▸ What is expected
Before copying, set the images aside; then transcribe every entry below exactly.

▸ Records provided
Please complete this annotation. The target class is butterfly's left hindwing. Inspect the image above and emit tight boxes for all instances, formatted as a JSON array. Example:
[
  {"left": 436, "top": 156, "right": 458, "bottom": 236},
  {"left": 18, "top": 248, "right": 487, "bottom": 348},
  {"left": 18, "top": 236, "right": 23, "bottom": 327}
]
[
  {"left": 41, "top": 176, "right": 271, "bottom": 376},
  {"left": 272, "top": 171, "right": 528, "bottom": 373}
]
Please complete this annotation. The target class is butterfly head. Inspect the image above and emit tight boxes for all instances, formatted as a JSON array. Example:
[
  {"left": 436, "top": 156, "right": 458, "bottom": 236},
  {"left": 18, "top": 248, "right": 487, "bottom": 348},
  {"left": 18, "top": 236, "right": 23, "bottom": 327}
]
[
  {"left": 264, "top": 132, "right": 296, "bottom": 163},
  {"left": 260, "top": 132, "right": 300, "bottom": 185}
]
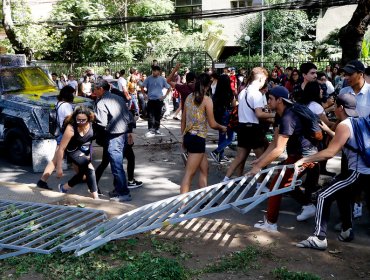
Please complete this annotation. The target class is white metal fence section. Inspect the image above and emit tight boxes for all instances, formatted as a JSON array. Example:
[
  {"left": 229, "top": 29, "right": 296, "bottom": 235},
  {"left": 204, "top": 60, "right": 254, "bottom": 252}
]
[{"left": 61, "top": 165, "right": 300, "bottom": 256}]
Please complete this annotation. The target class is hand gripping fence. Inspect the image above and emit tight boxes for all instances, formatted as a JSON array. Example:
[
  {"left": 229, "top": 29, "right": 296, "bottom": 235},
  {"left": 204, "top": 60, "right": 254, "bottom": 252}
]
[{"left": 0, "top": 165, "right": 300, "bottom": 258}]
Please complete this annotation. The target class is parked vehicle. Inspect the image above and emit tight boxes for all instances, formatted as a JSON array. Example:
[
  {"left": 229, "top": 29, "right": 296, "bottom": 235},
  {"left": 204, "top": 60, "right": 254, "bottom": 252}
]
[{"left": 0, "top": 55, "right": 92, "bottom": 170}]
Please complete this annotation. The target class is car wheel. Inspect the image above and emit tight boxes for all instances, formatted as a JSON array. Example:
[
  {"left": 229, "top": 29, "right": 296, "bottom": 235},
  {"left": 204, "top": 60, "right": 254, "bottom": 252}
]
[{"left": 4, "top": 128, "right": 32, "bottom": 165}]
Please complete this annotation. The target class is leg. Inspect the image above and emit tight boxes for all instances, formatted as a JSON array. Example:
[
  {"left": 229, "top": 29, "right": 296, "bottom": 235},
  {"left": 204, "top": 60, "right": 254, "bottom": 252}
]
[
  {"left": 124, "top": 143, "right": 135, "bottom": 182},
  {"left": 225, "top": 147, "right": 250, "bottom": 178},
  {"left": 198, "top": 154, "right": 209, "bottom": 188},
  {"left": 85, "top": 163, "right": 99, "bottom": 199},
  {"left": 107, "top": 134, "right": 130, "bottom": 196},
  {"left": 180, "top": 152, "right": 205, "bottom": 194},
  {"left": 147, "top": 100, "right": 155, "bottom": 130},
  {"left": 154, "top": 100, "right": 163, "bottom": 130},
  {"left": 314, "top": 170, "right": 360, "bottom": 239},
  {"left": 95, "top": 143, "right": 110, "bottom": 184}
]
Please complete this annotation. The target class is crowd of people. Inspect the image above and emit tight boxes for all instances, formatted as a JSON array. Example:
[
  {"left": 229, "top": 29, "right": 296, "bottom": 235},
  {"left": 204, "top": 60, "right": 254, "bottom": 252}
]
[{"left": 38, "top": 59, "right": 369, "bottom": 251}]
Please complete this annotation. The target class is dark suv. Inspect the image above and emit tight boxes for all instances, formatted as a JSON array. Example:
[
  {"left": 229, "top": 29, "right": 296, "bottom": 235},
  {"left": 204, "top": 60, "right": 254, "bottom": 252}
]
[{"left": 0, "top": 55, "right": 92, "bottom": 171}]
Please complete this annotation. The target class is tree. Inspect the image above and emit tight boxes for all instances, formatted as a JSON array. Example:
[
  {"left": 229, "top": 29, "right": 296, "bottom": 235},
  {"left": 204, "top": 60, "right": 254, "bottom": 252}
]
[
  {"left": 239, "top": 7, "right": 315, "bottom": 60},
  {"left": 1, "top": 0, "right": 61, "bottom": 60},
  {"left": 339, "top": 0, "right": 370, "bottom": 64}
]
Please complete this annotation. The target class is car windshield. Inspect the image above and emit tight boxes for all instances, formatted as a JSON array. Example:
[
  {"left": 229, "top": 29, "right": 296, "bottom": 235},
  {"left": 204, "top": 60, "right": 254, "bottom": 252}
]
[{"left": 0, "top": 67, "right": 55, "bottom": 92}]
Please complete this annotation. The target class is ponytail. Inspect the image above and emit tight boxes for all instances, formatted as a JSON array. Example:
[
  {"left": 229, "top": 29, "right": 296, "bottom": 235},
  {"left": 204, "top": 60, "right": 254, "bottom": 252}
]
[{"left": 194, "top": 73, "right": 211, "bottom": 106}]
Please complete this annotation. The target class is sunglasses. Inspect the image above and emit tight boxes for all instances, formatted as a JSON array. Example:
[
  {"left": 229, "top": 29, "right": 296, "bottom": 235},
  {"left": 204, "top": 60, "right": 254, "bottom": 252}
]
[{"left": 76, "top": 118, "right": 88, "bottom": 124}]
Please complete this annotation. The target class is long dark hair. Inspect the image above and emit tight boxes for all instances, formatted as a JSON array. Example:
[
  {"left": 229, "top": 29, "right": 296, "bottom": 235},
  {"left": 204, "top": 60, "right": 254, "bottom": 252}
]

▸ Task output
Please complete this annotation. The target class is butterfly's left hindwing. Inspect the image above and emit tight boxes for all instances, formatted as a JSON array. Example:
[
  {"left": 436, "top": 156, "right": 458, "bottom": 236},
  {"left": 18, "top": 248, "right": 487, "bottom": 348},
  {"left": 18, "top": 236, "right": 23, "bottom": 327}
]
[
  {"left": 41, "top": 176, "right": 271, "bottom": 376},
  {"left": 272, "top": 171, "right": 528, "bottom": 373}
]
Please complete this annotation. The target class is butterfly head. Inspect the image above and emit tight boxes for all instances, formatted as a JSON array. Example:
[
  {"left": 436, "top": 156, "right": 458, "bottom": 236},
  {"left": 18, "top": 248, "right": 487, "bottom": 348},
  {"left": 18, "top": 236, "right": 23, "bottom": 327}
]
[
  {"left": 264, "top": 132, "right": 296, "bottom": 163},
  {"left": 260, "top": 132, "right": 300, "bottom": 185}
]
Please complete this annotation. The target class is white metal fence section. Inspect the image above and emit tight boxes for all instances, formatted as a JSON array. Example:
[
  {"left": 229, "top": 29, "right": 296, "bottom": 235},
  {"left": 204, "top": 60, "right": 254, "bottom": 252}
]
[{"left": 61, "top": 165, "right": 300, "bottom": 256}]
Please complete this annotation. The target class is hand gripping fence. Inspect the image above and emit tight boxes for all instances, formatted as a JSON array. Example:
[
  {"left": 229, "top": 29, "right": 296, "bottom": 235},
  {"left": 204, "top": 60, "right": 254, "bottom": 252}
]
[{"left": 0, "top": 165, "right": 300, "bottom": 258}]
Please complete this annotation. The target class is parked vehicle. Inspect the image above and emit tight boxes for all instances, formatted as a JSON array. Example:
[
  {"left": 229, "top": 29, "right": 296, "bottom": 235},
  {"left": 204, "top": 60, "right": 254, "bottom": 252}
]
[{"left": 0, "top": 55, "right": 92, "bottom": 170}]
Please complete this annotation. The target class is car wheel. Inspect the image above and emit tight boxes for all instances, formatted as a JSON array. Example:
[
  {"left": 229, "top": 29, "right": 296, "bottom": 235},
  {"left": 204, "top": 60, "right": 254, "bottom": 252}
]
[{"left": 4, "top": 128, "right": 32, "bottom": 165}]
Please complete this annotation. The target class is leg. Inspect the image above and emit tight boxes for all instances, formatted as a JSON array. Example:
[
  {"left": 229, "top": 29, "right": 296, "bottom": 235},
  {"left": 204, "top": 60, "right": 254, "bottom": 252}
]
[
  {"left": 124, "top": 143, "right": 135, "bottom": 182},
  {"left": 225, "top": 147, "right": 250, "bottom": 178},
  {"left": 198, "top": 154, "right": 209, "bottom": 188},
  {"left": 85, "top": 163, "right": 99, "bottom": 199},
  {"left": 107, "top": 134, "right": 130, "bottom": 196},
  {"left": 180, "top": 152, "right": 205, "bottom": 194},
  {"left": 147, "top": 100, "right": 155, "bottom": 130},
  {"left": 154, "top": 100, "right": 163, "bottom": 130},
  {"left": 314, "top": 170, "right": 360, "bottom": 239},
  {"left": 95, "top": 143, "right": 110, "bottom": 184}
]
Please complete this annotation. The target class is crowd of people. Inspect the image above and emit tight boxes for all instances, formatted as a JSON array. Example:
[
  {"left": 229, "top": 29, "right": 296, "bottom": 235},
  {"left": 204, "top": 60, "right": 254, "bottom": 252}
]
[{"left": 38, "top": 59, "right": 369, "bottom": 251}]
Please complete this annotation. The target class is dark suv. Inspect the image above and emit tight boxes for all instances, formatted as a JSON array. Example:
[
  {"left": 229, "top": 29, "right": 296, "bottom": 235},
  {"left": 204, "top": 60, "right": 254, "bottom": 252}
]
[{"left": 0, "top": 55, "right": 92, "bottom": 171}]
Please complete this annotation. The target class is tree. Inspect the image above and emit tight boxes for all instances, formatted as a JSON array. Example:
[
  {"left": 229, "top": 29, "right": 296, "bottom": 235},
  {"left": 204, "top": 60, "right": 254, "bottom": 252}
]
[
  {"left": 239, "top": 7, "right": 315, "bottom": 60},
  {"left": 1, "top": 0, "right": 61, "bottom": 60},
  {"left": 339, "top": 0, "right": 370, "bottom": 64}
]
Please complete this annotation. The target class is car windshield. Inspect the image above and emit tight boxes for all instances, formatted as a JSON array. Example:
[
  {"left": 229, "top": 29, "right": 296, "bottom": 235},
  {"left": 204, "top": 60, "right": 254, "bottom": 252}
]
[{"left": 0, "top": 67, "right": 55, "bottom": 92}]
Please complete this annotation. The target class is ponytail. Inspect the image above and emit tight boxes for all instances, formatted as a JSON array. Example:
[
  {"left": 229, "top": 29, "right": 296, "bottom": 235},
  {"left": 204, "top": 60, "right": 254, "bottom": 252}
]
[{"left": 194, "top": 73, "right": 211, "bottom": 106}]
Please complete this annotation. The target class is sunglasses. Inspect the image above and emit tight boxes for all instances, formatted as a JSON array. Example:
[
  {"left": 229, "top": 29, "right": 296, "bottom": 235},
  {"left": 204, "top": 60, "right": 254, "bottom": 252}
]
[{"left": 76, "top": 118, "right": 88, "bottom": 124}]
Please complete this annotation. The target class is long dark hair. Inspect the image above and emit tight boxes for all instances, formatted as a JSON array. Example:
[
  {"left": 229, "top": 29, "right": 296, "bottom": 235},
  {"left": 204, "top": 60, "right": 254, "bottom": 252}
]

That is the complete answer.